== Textausschnitt ==
__________________________________________________
Weitere Informationen zur Arbeit mit IPTables kannst Du unter anderem in meinem Tutorial Firewalling mit IPTables/NetFilter finden.


----------



## Blumenmensch (9. Oktober 2006)

Hi..
Also ich habe das jetzt alles so gemacht wie du sagtest. Pingen geht jetzt ohne Probleme. Aber Internet (vom WIN PC aus) geht immer noch net leider. Hast noch eine Idee woran das liegen kann?

Windows PC: 192.168.0.2
Linux am HUB: 192.168.0.1
Linux am Modem: 192.168.1.1
Der Windows PC hat als Gateway jetzt die 192.168.0.1
Als DNS Server habe ich alles durchprobiert: 192.168.0.1 und auch die beiden, die vom Provider vorgegeben sind. Muss ich beim Windows PC überhaupt einen DNS Server eintragen oder übernimmt der Linux PC automatisch die Auflösung?
__________________________________________________
== Gespeicherte Daten ==
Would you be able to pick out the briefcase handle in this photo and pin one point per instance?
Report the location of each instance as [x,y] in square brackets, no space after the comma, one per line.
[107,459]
__________________________________________________
== Aufgabenstellung ==
Setzen Sie den Textausschnitt über den Internetzugang eines Windows-PCs über einen Linux-Rechner im Anschluss an dessen letzten Satz fort.

== Lösung ==
----------



## Dennis Wronka (10. Oktober 2006)

Du musst beim Windows-Rechner schon (mindestens) einen DNS-Server angeben. Der Linux-Rechner weiss ja nicht, dass er die Aufloesung uebernehmen soll, und braeuchte dafuer selbst einen DNS-Server. Kannst Du durch den Linux-Rechner hindurchpingen? Also z.B. vom Windows-Rechner aus Google anpingen? Also ich mein jetzt wenn Du direkt die IP angibst beim Ping, nicht den Hostnamen.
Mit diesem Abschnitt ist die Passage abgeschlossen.